[Start]

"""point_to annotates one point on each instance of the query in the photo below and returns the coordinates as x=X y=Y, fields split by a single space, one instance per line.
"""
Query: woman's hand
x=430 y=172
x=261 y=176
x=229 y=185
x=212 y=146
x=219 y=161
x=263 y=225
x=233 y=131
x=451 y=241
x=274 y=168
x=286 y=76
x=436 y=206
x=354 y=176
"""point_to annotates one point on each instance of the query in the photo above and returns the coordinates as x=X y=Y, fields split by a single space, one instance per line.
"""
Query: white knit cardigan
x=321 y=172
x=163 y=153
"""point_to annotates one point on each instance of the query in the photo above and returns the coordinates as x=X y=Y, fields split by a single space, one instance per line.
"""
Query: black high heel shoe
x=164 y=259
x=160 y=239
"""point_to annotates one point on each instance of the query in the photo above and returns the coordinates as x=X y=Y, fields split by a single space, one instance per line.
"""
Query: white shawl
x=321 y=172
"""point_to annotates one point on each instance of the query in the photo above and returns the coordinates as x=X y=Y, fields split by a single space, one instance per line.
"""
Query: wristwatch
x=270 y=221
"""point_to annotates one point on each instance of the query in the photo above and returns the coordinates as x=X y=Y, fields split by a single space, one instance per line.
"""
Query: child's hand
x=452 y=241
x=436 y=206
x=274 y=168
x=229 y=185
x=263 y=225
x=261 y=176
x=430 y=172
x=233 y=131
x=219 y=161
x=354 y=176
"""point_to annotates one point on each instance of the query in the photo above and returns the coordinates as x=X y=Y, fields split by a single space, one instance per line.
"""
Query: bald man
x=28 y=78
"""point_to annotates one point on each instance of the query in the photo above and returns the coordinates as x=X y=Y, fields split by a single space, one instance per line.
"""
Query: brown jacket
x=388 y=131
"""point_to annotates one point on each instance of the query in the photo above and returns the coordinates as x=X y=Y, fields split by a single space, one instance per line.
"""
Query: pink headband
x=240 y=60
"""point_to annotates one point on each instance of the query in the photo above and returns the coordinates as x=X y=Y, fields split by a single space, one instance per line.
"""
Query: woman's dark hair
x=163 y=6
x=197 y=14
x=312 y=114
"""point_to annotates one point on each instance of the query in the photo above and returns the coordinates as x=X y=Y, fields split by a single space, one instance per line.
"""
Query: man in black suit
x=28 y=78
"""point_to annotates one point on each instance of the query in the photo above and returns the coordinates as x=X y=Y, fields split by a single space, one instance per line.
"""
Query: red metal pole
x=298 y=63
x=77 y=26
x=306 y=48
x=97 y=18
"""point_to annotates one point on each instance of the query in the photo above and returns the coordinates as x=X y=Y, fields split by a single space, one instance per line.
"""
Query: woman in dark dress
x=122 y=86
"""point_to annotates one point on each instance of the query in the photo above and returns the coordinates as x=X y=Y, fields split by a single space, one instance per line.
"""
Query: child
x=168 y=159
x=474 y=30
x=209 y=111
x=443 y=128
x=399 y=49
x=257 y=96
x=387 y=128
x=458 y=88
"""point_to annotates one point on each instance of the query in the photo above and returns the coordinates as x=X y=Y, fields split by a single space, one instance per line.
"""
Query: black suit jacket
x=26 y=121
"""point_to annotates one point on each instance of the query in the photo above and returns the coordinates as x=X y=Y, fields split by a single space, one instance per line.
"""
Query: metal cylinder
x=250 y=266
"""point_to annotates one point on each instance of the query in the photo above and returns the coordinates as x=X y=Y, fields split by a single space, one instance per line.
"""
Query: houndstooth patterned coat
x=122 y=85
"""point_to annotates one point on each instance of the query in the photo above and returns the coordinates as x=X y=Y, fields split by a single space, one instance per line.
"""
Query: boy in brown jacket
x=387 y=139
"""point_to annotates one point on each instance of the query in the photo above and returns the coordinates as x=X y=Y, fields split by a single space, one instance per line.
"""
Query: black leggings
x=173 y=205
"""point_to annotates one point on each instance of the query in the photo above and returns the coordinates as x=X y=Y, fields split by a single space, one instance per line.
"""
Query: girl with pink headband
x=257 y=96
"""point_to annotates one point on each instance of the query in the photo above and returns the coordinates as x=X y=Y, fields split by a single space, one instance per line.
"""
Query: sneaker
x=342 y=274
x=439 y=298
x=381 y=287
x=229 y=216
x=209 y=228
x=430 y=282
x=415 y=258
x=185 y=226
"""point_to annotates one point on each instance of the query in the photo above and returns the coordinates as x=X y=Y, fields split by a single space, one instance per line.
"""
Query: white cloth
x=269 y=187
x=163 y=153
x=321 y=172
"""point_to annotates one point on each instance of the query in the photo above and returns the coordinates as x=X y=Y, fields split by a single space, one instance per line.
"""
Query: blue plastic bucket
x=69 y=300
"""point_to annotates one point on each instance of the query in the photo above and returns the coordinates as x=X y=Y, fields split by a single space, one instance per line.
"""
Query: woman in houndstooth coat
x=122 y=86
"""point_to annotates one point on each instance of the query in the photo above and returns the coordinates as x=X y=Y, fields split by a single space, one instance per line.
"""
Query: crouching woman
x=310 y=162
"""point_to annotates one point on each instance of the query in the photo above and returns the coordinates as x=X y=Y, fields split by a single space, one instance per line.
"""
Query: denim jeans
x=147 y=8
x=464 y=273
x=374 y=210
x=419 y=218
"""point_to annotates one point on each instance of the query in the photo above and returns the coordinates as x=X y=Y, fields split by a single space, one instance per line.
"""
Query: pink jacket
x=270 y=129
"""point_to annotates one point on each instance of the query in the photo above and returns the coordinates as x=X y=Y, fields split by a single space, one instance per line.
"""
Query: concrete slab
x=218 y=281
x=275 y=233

[End]

— Goal —
Give a word-for-word copy of the records.

— Exercise response —
"""point_to annotates one point on each instance of the query in the photo below and returns the coordinates as x=X y=Y, fields split by a single space, one instance per line.
"""
Query: woman's hand
x=430 y=172
x=261 y=176
x=229 y=185
x=212 y=146
x=219 y=161
x=263 y=225
x=233 y=131
x=451 y=241
x=274 y=168
x=286 y=76
x=436 y=206
x=354 y=176
"""point_to annotates one point on each instance of the query in the photo above and returns the coordinates as x=X y=Y, fields split by a single space, one instance per line.
"""
Query: white knit cardigan
x=321 y=172
x=163 y=153
"""point_to annotates one point on each instance of the query in the photo above and returns the coordinates as x=X y=Y, fields split by a single space, one instance per line.
"""
Query: black high heel shoe
x=164 y=259
x=160 y=239
"""point_to annotates one point on each instance of the query in the photo above and returns the coordinates as x=X y=Y, fields split by a single space, one instance per line.
"""
Query: white shawl
x=321 y=172
"""point_to annotates one point on each instance of the query in the photo above and returns the coordinates as x=X y=Y, fields split by a single space, one instance per line.
"""
Query: wristwatch
x=270 y=221
"""point_to annotates one point on each instance of the query in the photo above and returns the coordinates as x=X y=Y, fields split by a single space, one instance per line.
"""
Query: child's hand
x=452 y=241
x=436 y=206
x=274 y=168
x=229 y=185
x=263 y=225
x=261 y=176
x=430 y=172
x=233 y=131
x=219 y=161
x=354 y=176
"""point_to annotates one point on each instance of the query in the photo above and returns the coordinates as x=X y=Y, fields split by a single space, one instance per line.
"""
Query: bald man
x=28 y=78
"""point_to annotates one point on each instance of the query in the photo above and returns the coordinates as x=X y=Y, fields split by a single space, one instance per line.
"""
Query: brown jacket
x=388 y=131
"""point_to annotates one point on each instance of the query in the photo above and returns the coordinates as x=X y=Y, fields split by a single space, one instance per line.
"""
Query: pink headband
x=240 y=60
"""point_to annotates one point on each instance of the query in the photo above and returns the coordinates as x=X y=Y, fields split by a single space, one instance per line.
"""
Query: woman's dark hair
x=163 y=6
x=197 y=14
x=312 y=114
"""point_to annotates one point on each instance of the query in the photo above and returns the coordinates as x=X y=Y, fields split by a single space, one instance per line.
"""
Query: man in black suit
x=28 y=78
"""point_to annotates one point on each instance of the query in the photo above and returns the coordinates as x=X y=Y, fields split by a single space, one instance per line.
"""
Query: red metal pole
x=298 y=63
x=77 y=26
x=306 y=48
x=97 y=18
"""point_to annotates one point on each instance of the query in the photo above and returns the coordinates as x=X y=Y, fields split by a single space, one instance per line.
"""
Query: woman in dark dress
x=122 y=86
"""point_to annotates one point on each instance of the query in the photo above and returns the coordinates as x=X y=Y, fields split by a single space, one instance per line.
"""
Query: child
x=168 y=159
x=474 y=30
x=209 y=111
x=443 y=128
x=399 y=49
x=257 y=96
x=387 y=128
x=458 y=88
"""point_to annotates one point on each instance of the query in the photo above and returns the coordinates as x=X y=Y, fields split by a single space, one instance per line.
"""
Query: black suit jacket
x=26 y=121
"""point_to annotates one point on each instance of the query in the photo above and returns the coordinates as x=X y=Y, fields split by a single space, one instance per line.
"""
Query: metal cylinder
x=250 y=266
"""point_to annotates one point on each instance of the query in the photo above and returns the coordinates as x=X y=Y, fields split by a single space, one instance per line.
"""
Query: houndstooth patterned coat
x=122 y=85
"""point_to annotates one point on each instance of the query in the photo above and returns the coordinates as x=X y=Y, fields split by a single space, one instance per line.
"""
Query: boy in brown jacket
x=387 y=139
"""point_to annotates one point on each instance of the query in the photo above and returns the coordinates as x=X y=Y, fields split by a single space, one instance per line.
"""
Query: black leggings
x=173 y=205
"""point_to annotates one point on each instance of the query in the photo above and returns the coordinates as x=X y=Y, fields split by a single space, one instance per line.
"""
Query: girl with pink headband
x=257 y=96
"""point_to annotates one point on each instance of the query in the photo above and returns the coordinates as x=X y=Y, fields split by a single space, one instance per line.
"""
Query: sneaker
x=342 y=274
x=439 y=298
x=381 y=287
x=229 y=216
x=209 y=228
x=430 y=282
x=415 y=258
x=185 y=226
"""point_to annotates one point on each instance of the query in the photo above and returns the coordinates as x=X y=Y, fields split by a single space, one instance per line.
"""
Query: white cloth
x=269 y=187
x=163 y=153
x=321 y=172
"""point_to annotates one point on each instance of the query in the photo above and returns the coordinates as x=X y=Y, fields split by a single space, one instance per line.
"""
Query: blue plastic bucket
x=69 y=300
"""point_to annotates one point on each instance of the query in the photo above and returns the coordinates as x=X y=Y, fields split by a single space, one instance per line.
"""
Query: woman in houndstooth coat
x=122 y=86
"""point_to annotates one point on each instance of the query in the photo above and returns the coordinates as x=X y=Y, fields split by a single space, one instance per line.
"""
Query: crouching woman
x=310 y=162
"""point_to annotates one point on each instance of the query in the photo above and returns the coordinates as x=X y=Y, fields split by a single space, one instance per line.
"""
Query: denim jeans
x=147 y=8
x=464 y=273
x=374 y=210
x=419 y=218
"""point_to annotates one point on each instance of the query in the photo above and returns the coordinates as x=X y=Y, fields split by a single space, one instance per line.
"""
Query: pink jacket
x=270 y=129
"""point_to annotates one point on each instance of the query in the photo above and returns the coordinates as x=X y=Y, fields split by a single space, one instance per line.
"""
Query: concrete slab
x=218 y=281
x=275 y=233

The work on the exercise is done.